**TRY IT:** Pick out the lines below that contain the string "carrying" and copy them all.

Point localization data
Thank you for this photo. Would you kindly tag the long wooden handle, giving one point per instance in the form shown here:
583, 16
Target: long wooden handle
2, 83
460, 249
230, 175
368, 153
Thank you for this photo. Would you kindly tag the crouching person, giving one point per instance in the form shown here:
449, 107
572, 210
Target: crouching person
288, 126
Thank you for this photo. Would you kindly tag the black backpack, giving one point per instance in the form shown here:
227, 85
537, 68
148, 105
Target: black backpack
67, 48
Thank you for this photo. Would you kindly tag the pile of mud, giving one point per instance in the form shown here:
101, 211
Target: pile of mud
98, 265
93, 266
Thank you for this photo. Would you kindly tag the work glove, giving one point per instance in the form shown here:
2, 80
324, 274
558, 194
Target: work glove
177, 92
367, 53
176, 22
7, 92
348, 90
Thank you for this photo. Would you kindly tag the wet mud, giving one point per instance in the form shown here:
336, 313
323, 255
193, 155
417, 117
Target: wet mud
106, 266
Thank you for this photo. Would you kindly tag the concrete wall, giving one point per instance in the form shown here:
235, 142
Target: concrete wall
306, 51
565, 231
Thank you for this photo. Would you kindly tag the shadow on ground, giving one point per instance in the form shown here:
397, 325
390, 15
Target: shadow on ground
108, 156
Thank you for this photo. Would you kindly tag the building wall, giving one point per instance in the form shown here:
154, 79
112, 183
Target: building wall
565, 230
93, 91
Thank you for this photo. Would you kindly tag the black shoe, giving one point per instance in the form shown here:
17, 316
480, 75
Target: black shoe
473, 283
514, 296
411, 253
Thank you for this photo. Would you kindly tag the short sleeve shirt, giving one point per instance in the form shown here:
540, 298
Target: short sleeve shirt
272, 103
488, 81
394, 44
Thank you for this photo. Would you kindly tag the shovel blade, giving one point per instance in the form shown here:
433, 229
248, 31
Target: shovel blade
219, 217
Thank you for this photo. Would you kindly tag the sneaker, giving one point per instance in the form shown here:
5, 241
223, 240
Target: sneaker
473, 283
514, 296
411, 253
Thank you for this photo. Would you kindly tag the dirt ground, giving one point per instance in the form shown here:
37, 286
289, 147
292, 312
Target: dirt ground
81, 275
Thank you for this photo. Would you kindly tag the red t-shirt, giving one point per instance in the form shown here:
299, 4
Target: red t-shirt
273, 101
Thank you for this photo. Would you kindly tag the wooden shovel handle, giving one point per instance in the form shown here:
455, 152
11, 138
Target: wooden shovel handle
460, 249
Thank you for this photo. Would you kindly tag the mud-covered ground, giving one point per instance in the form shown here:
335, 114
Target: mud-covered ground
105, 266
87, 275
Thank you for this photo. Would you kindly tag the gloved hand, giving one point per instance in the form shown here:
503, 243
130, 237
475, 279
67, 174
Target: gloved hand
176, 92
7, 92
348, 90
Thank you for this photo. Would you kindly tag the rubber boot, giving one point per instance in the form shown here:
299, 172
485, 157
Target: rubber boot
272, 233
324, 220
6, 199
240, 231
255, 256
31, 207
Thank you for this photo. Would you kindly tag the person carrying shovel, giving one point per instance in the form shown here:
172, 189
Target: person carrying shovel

**EXERCISE SOLUTION:**
Thank you for this photo. Would you kindly tag the person carrying shovel, giving one point per instance in the form shown here:
Target: person carrying shovel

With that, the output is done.